===== 所给文本 =====

给你n个数，其中有且仅有三个数出现了奇数次，其余的数都出现了偶数次。用线性时间常数空间找出出现了奇数次的那三个数（代码）。

public class FindOdd {
	public static void main(String args[]){
		for(int i=0;i<10000;i++){
			if(!test()){
				System.out.println("Error Occurs: "+i);
				break;
			}
		}
		System.out.println("Well Job! All Pass.");
	}
	
	public static boolean test(){
		int num = (int)(Math.random()*102400)*2;
		int multi = 500;
		int[] test = new int[num+3];
		for(int i=0; i<num;i+=2){
			test[i] = (int)(Math.random()*num*multi);
			test[i+1] = test[i];
		}
		test[num] = (int)(Math.random()*num*multi);
		test[num+1] = (int)(Math.random()*num*multi);
		while(test[num+1]==test[num])
			test[num+1] = (int)(Math.random()*num*multi);
		test[num+2] = (int)(Math.random()*num*multi);
		while(test[num+2]==test[num]||test[num+2]==test[num+1])

=====

» **任务列表**:
[1] 对照上面找出现奇数次之数的文本，判断下列说法是否相符：(a) 题目要求用线性时间、常数空间完成；(b) main 方法里的循环最多调用 test() 10000 次；(c) 变量 multi 的值是 1000。每项答“是”或“否”，并引用文本中起决定作用的原话。
[2] 在上面找出现奇数次之数的文本里，数组 test 的长度比 num 多几？
[3] 从上面找出现奇数次之数的文本停下的地方接着往下写。

===== 所给数据 =====

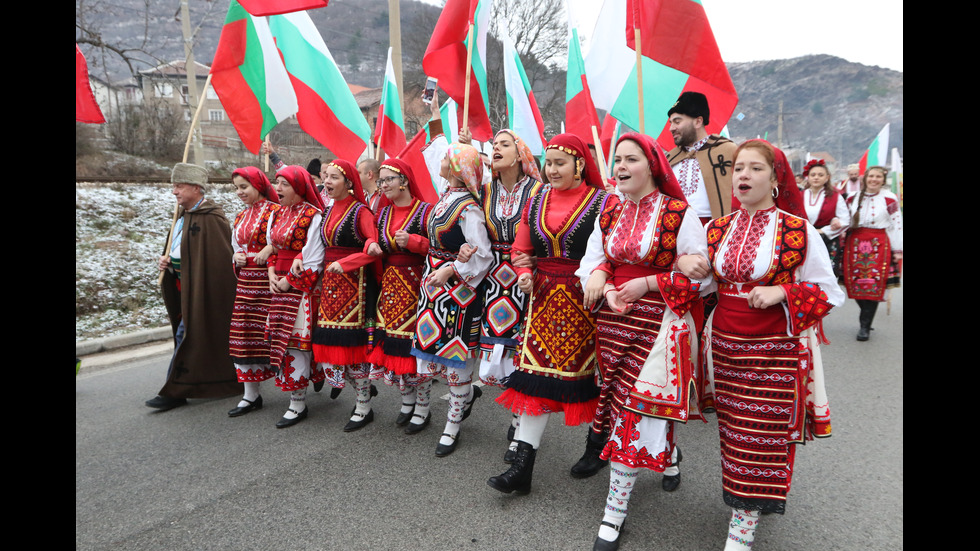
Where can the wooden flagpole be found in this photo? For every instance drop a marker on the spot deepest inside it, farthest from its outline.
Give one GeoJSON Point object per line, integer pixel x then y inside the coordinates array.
{"type": "Point", "coordinates": [469, 69]}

=====

» **任务答案**:
[1]
(a) 是，“用线性时间常数空间找出出现了奇数次的那三个数”。
(b) 是，“for(int i=0;i<10000;i++)”。
(c) 否，“int multi = 500;”。

[2] 多 3，即“new int[num+3]”。

[3]
			test[num+2] = (int)(Math.random()*num*multi);

		System.out.println("test["+num+"]: " + test[num]);
		System.out.println("test["+(num + 1)+"]: " + test[num+1]);
		System.out.println("test["+(num + 2)+"]: " + test[num+2]);
		
		int[] result= findThree(test);
		
		System.out.println("result[0]: " + result[0]);
		System.out.println("result[1]: " + result[1]);
		System.out.println("result[2]: " + result[2]);
		
		return (result[0]==test[num]&&result[1]==test[num+1]&&result[2]==test[num+2])
			||(result[0]==test[num]&&result[2]==test[num+1]&&result[1]==test[num+2])
			||(result[1]==test[num]&&result[0]==test[num+1]&&result[2]==test[num+2])
			||(result[1]==test[num]&&result[2]==test[num+1]&&result[0]==test[num+2])
			||(result[2]==test[num]&&result[0]==test[num+1]&&result[1]==test[num+2])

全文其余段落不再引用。